Some of the lines below need repeating. Reproduce exactly those between the lines holding "Target: gold emergency blanket" and "Target: white helmet", inclusive.
[Start of Attachment]
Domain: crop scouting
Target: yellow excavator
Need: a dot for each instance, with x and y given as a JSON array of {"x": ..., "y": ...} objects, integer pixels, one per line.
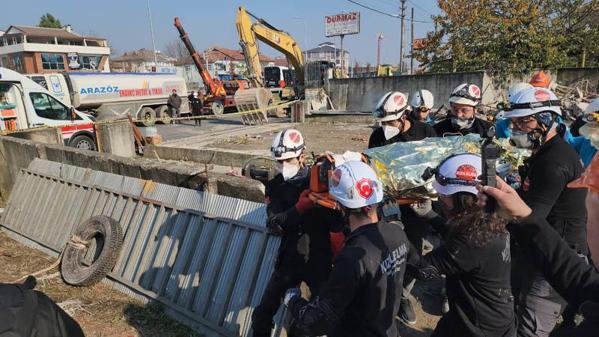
[{"x": 284, "y": 88}]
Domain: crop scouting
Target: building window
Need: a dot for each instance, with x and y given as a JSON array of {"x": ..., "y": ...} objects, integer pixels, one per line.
[
  {"x": 18, "y": 63},
  {"x": 52, "y": 62},
  {"x": 90, "y": 61}
]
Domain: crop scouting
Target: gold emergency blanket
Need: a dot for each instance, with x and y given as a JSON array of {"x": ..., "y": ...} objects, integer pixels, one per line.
[{"x": 400, "y": 165}]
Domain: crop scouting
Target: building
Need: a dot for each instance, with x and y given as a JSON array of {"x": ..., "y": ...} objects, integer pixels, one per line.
[
  {"x": 142, "y": 61},
  {"x": 31, "y": 50},
  {"x": 327, "y": 51}
]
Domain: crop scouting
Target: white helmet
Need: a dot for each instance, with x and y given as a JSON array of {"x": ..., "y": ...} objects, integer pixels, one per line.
[
  {"x": 593, "y": 107},
  {"x": 288, "y": 143},
  {"x": 531, "y": 101},
  {"x": 422, "y": 98},
  {"x": 355, "y": 185},
  {"x": 516, "y": 88},
  {"x": 458, "y": 173},
  {"x": 391, "y": 106},
  {"x": 465, "y": 93}
]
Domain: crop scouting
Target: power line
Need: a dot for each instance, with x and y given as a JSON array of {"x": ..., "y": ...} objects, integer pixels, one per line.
[{"x": 397, "y": 16}]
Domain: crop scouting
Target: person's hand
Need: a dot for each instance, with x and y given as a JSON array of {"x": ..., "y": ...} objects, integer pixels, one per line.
[
  {"x": 304, "y": 203},
  {"x": 290, "y": 295},
  {"x": 511, "y": 206}
]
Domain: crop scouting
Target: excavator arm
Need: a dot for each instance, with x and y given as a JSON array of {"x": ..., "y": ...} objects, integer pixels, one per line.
[{"x": 261, "y": 30}]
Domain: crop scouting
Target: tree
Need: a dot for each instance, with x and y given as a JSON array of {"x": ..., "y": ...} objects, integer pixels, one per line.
[
  {"x": 510, "y": 38},
  {"x": 49, "y": 21}
]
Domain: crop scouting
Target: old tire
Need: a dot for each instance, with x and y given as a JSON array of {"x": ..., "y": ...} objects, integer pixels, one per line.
[
  {"x": 163, "y": 113},
  {"x": 147, "y": 116},
  {"x": 83, "y": 142},
  {"x": 92, "y": 251}
]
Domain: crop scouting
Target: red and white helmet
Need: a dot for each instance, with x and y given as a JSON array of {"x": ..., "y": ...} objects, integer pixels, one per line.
[
  {"x": 391, "y": 106},
  {"x": 531, "y": 101},
  {"x": 355, "y": 185},
  {"x": 516, "y": 88},
  {"x": 465, "y": 93},
  {"x": 458, "y": 173},
  {"x": 288, "y": 143}
]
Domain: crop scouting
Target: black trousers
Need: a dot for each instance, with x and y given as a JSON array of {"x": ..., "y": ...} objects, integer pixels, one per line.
[{"x": 281, "y": 280}]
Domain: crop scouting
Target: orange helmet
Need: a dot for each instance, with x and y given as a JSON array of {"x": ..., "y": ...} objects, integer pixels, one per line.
[
  {"x": 589, "y": 178},
  {"x": 540, "y": 79}
]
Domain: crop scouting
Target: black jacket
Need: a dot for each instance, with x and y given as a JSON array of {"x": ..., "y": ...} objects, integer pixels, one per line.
[
  {"x": 362, "y": 295},
  {"x": 478, "y": 286},
  {"x": 568, "y": 273},
  {"x": 544, "y": 179},
  {"x": 445, "y": 127},
  {"x": 418, "y": 131},
  {"x": 305, "y": 239}
]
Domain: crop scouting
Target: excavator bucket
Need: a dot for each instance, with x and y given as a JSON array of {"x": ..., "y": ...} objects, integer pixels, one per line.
[{"x": 254, "y": 104}]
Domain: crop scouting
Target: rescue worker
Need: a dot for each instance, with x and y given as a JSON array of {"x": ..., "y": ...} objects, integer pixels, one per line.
[
  {"x": 571, "y": 276},
  {"x": 540, "y": 80},
  {"x": 305, "y": 250},
  {"x": 422, "y": 103},
  {"x": 475, "y": 257},
  {"x": 174, "y": 104},
  {"x": 462, "y": 120},
  {"x": 503, "y": 126},
  {"x": 363, "y": 292},
  {"x": 534, "y": 113},
  {"x": 396, "y": 124}
]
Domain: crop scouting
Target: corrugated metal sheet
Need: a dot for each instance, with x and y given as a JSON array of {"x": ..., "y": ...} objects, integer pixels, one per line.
[{"x": 207, "y": 257}]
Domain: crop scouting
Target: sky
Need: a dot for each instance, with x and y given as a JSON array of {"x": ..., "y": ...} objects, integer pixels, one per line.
[{"x": 126, "y": 25}]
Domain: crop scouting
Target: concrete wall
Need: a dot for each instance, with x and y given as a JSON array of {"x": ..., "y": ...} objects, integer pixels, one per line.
[
  {"x": 116, "y": 138},
  {"x": 16, "y": 154},
  {"x": 362, "y": 94}
]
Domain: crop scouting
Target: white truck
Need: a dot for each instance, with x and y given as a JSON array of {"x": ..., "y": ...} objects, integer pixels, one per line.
[
  {"x": 24, "y": 104},
  {"x": 115, "y": 95}
]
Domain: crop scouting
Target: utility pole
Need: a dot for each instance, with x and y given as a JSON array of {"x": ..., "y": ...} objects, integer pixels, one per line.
[
  {"x": 152, "y": 34},
  {"x": 412, "y": 44},
  {"x": 379, "y": 38},
  {"x": 403, "y": 16}
]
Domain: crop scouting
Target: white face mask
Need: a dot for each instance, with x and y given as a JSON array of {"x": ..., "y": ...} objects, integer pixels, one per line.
[
  {"x": 390, "y": 131},
  {"x": 287, "y": 170},
  {"x": 462, "y": 123}
]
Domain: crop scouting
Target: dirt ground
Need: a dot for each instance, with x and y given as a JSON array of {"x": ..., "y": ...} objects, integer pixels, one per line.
[
  {"x": 100, "y": 310},
  {"x": 336, "y": 137}
]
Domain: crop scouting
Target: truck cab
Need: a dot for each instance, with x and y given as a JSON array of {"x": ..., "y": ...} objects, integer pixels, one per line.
[{"x": 24, "y": 104}]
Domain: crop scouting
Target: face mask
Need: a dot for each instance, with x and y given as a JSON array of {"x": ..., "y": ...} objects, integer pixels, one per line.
[
  {"x": 390, "y": 131},
  {"x": 462, "y": 123},
  {"x": 287, "y": 170},
  {"x": 521, "y": 140}
]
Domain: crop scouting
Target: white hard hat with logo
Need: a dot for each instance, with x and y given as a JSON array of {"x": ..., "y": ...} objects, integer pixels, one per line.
[
  {"x": 391, "y": 106},
  {"x": 355, "y": 185},
  {"x": 422, "y": 98},
  {"x": 465, "y": 93},
  {"x": 458, "y": 173},
  {"x": 516, "y": 88},
  {"x": 533, "y": 100},
  {"x": 288, "y": 143}
]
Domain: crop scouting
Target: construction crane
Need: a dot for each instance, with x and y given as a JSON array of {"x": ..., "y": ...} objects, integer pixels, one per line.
[
  {"x": 260, "y": 30},
  {"x": 221, "y": 94}
]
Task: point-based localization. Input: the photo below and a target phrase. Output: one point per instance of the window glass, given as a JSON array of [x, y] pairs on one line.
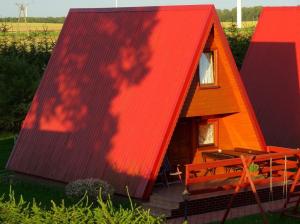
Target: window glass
[[206, 134], [206, 68]]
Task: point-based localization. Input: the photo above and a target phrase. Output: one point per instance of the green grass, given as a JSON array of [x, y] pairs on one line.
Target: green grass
[[29, 189], [273, 219], [41, 192]]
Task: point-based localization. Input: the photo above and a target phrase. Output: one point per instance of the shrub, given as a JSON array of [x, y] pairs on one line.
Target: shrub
[[13, 211], [90, 187]]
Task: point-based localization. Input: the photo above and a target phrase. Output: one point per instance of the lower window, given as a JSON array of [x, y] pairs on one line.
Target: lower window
[[207, 133]]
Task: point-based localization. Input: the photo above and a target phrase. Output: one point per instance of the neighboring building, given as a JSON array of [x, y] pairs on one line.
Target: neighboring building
[[271, 74], [124, 88]]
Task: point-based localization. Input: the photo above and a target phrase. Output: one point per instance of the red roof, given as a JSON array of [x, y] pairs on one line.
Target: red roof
[[112, 93], [271, 73]]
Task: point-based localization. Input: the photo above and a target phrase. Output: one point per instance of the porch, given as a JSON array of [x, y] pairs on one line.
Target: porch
[[223, 181]]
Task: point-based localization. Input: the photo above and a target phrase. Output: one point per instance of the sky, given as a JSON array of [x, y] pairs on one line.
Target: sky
[[44, 8]]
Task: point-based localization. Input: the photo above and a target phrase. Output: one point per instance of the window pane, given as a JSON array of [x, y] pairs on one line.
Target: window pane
[[206, 134], [206, 71]]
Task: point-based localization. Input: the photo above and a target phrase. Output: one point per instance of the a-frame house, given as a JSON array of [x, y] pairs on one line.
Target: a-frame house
[[126, 88], [271, 74]]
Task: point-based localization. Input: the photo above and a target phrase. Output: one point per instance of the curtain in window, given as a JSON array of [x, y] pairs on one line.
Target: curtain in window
[[206, 68], [206, 134]]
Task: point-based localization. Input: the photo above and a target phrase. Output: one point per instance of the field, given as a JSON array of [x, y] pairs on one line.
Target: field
[[33, 27], [246, 24]]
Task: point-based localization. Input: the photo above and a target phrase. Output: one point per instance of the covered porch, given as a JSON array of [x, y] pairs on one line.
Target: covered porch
[[233, 178]]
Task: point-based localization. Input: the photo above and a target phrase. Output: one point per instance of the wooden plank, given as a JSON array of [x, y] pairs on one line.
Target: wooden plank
[[246, 168], [202, 179], [237, 189]]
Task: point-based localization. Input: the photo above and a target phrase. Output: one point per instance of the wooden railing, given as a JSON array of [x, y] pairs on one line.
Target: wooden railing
[[284, 161]]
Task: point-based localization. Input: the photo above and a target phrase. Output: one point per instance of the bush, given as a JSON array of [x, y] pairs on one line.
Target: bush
[[14, 211], [90, 187], [239, 40]]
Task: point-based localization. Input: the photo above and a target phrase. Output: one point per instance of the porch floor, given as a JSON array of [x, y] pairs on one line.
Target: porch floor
[[169, 201]]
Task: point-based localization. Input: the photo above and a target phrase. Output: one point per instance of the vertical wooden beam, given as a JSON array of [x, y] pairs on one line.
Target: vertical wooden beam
[[248, 175], [237, 189]]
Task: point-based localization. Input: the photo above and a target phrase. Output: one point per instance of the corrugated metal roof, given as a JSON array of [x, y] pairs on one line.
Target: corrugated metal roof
[[271, 72], [112, 93]]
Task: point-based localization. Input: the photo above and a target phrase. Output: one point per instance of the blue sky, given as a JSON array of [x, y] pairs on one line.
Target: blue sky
[[61, 7]]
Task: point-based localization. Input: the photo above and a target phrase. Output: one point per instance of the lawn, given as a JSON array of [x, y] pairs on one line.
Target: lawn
[[41, 192]]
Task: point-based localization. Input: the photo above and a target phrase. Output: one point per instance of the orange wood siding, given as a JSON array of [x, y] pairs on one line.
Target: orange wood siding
[[226, 101]]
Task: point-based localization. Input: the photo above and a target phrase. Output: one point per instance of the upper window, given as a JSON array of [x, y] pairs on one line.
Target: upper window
[[207, 134], [206, 69]]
[End of Attachment]
EXERCISE RESPONSE >>
Target: gold emergency blanket
Need: a dot for each instance, with x and y given as a JSON array of {"x": ..., "y": ...} objects, integer pixels, one per line.
[{"x": 400, "y": 165}]
Domain: crop scouting
Target: building
Need: a dot for each instance, with x and y given as a JSON array of {"x": ..., "y": ...} objects, integer pixels, one per line.
[
  {"x": 142, "y": 61},
  {"x": 31, "y": 50},
  {"x": 327, "y": 51}
]
Domain: crop scouting
Target: white helmet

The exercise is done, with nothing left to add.